| DO THIS |
Could you render the lines below as a JSON list of strings, with one string per line and any blank lines left out?

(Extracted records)

▬▬▬

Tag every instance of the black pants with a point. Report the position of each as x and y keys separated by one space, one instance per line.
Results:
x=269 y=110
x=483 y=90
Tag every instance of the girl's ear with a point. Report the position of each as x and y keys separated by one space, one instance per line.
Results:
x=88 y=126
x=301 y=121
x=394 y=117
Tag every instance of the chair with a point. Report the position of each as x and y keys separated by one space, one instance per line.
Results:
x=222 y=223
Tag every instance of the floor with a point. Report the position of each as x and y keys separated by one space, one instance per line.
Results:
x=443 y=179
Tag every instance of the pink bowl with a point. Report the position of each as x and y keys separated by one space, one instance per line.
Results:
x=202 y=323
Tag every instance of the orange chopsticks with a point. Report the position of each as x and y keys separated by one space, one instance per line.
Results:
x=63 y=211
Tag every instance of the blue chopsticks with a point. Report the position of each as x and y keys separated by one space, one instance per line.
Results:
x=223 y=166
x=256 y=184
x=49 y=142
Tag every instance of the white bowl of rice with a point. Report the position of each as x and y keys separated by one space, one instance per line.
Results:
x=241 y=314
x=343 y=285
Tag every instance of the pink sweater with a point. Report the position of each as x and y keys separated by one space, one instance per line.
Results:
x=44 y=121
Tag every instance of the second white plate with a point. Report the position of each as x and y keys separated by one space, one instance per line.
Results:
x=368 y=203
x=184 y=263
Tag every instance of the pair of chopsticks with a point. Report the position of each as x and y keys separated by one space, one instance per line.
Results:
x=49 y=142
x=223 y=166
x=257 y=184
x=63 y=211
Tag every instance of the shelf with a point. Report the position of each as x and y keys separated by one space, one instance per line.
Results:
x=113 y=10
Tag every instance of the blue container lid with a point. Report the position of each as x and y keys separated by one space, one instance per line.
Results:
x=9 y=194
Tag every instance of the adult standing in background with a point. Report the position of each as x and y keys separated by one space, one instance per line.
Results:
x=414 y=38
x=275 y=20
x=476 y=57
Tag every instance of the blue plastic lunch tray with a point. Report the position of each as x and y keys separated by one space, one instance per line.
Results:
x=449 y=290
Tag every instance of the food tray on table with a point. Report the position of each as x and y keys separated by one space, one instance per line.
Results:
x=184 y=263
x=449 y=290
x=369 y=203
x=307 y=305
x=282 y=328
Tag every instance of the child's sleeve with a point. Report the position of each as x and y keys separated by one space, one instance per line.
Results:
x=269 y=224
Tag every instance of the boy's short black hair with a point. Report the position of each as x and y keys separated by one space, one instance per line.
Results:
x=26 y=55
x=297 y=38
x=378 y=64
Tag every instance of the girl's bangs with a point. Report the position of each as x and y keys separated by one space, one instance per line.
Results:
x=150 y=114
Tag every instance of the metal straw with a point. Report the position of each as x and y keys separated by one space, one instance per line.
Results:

▬▬▬

| CORRECT OUTPUT |
[
  "Tag every instance of the black pants with a point. Report the position of each as x and y keys separated by one space, one instance per line.",
  "Results:",
  "x=269 y=110",
  "x=483 y=90",
  "Tag every instance of the girl's ear with a point. Report the position of each as x and y keys separated by one space, one instance per line.",
  "Results:",
  "x=88 y=126",
  "x=301 y=121",
  "x=394 y=117",
  "Tag every instance of the chair with a point. Report the position of each as x and y keys separated by one space, one instance per line.",
  "Results:",
  "x=222 y=223",
  "Tag every instance of the floor with a point. Report the position of each as x and y keys separated by one space, one instance per line.",
  "Results:",
  "x=443 y=179",
  "Tag every instance of the pink bowl with a point. Report the position of each as x and y keys separated by one space, one instance per line.",
  "Results:",
  "x=202 y=323",
  "Tag every instance of the orange chopsticks with a point. Report the position of each as x and y keys separated by one space, one instance per line.",
  "Results:",
  "x=63 y=211",
  "Tag every instance of the blue chopsticks with a point. Report the position of each as x and y keys separated by one space, one instance per line.",
  "Results:",
  "x=223 y=166",
  "x=256 y=184",
  "x=49 y=142",
  "Tag every instance of the white bowl of rice with a point. Report the position of each as x and y keys separated by one space, one instance per line.",
  "Results:",
  "x=241 y=314",
  "x=343 y=285",
  "Tag every instance of the pink sweater with a point. Report the position of each as x and y keys separated by one space, one instance per line.",
  "Results:",
  "x=44 y=121",
  "Tag every instance of the second white plate with a point. Report the position of each as x and y keys separated by one space, one instance per line.",
  "Results:",
  "x=368 y=203",
  "x=184 y=263",
  "Tag every instance of the pair of chopsticks with a point. Report the position of each as x and y keys separated by one space, one instance per line.",
  "Results:",
  "x=49 y=142",
  "x=223 y=166",
  "x=257 y=184",
  "x=63 y=211",
  "Tag every instance of the shelf with a point. Report the position of each as x and y keys separated by one space, one instance per line.",
  "Results:",
  "x=113 y=10",
  "Tag every instance of the blue container lid with a point. Report the position of each as x and y keys separated by one space, one instance per line.",
  "Results:",
  "x=9 y=194",
  "Tag every instance of the adult standing in background with a point. Report the position of each as x and y keys separated by one space, one instance per line.",
  "Results:",
  "x=414 y=38",
  "x=275 y=20",
  "x=476 y=57",
  "Tag every instance of the blue plastic lunch tray with a point. Report the position of each as x and y keys separated by one space, one instance per line.",
  "Results:",
  "x=449 y=290",
  "Tag every instance of the food tray on table with a point. Report the position of each as x and y keys separated by one space, one instance per line.",
  "Results:",
  "x=184 y=263",
  "x=449 y=290",
  "x=369 y=203",
  "x=307 y=305",
  "x=282 y=328",
  "Tag every instance of the child's sleeve with a point. Report the position of each as x and y keys separated by one space, one instance per line.",
  "Results:",
  "x=269 y=224",
  "Tag every instance of the boy's short black hair with a point. Report the position of each as x and y keys separated by one space, one instance per line.",
  "Results:",
  "x=26 y=55",
  "x=297 y=38",
  "x=378 y=64",
  "Tag every instance of the girl's bangs with a point. Report the position of each as x and y keys separated by one space, one instance per line.",
  "Results:",
  "x=150 y=114",
  "Tag every instance of the metal straw with a point. Report the position of each as x and y keys separated by one space, one instance per line.",
  "Results:"
]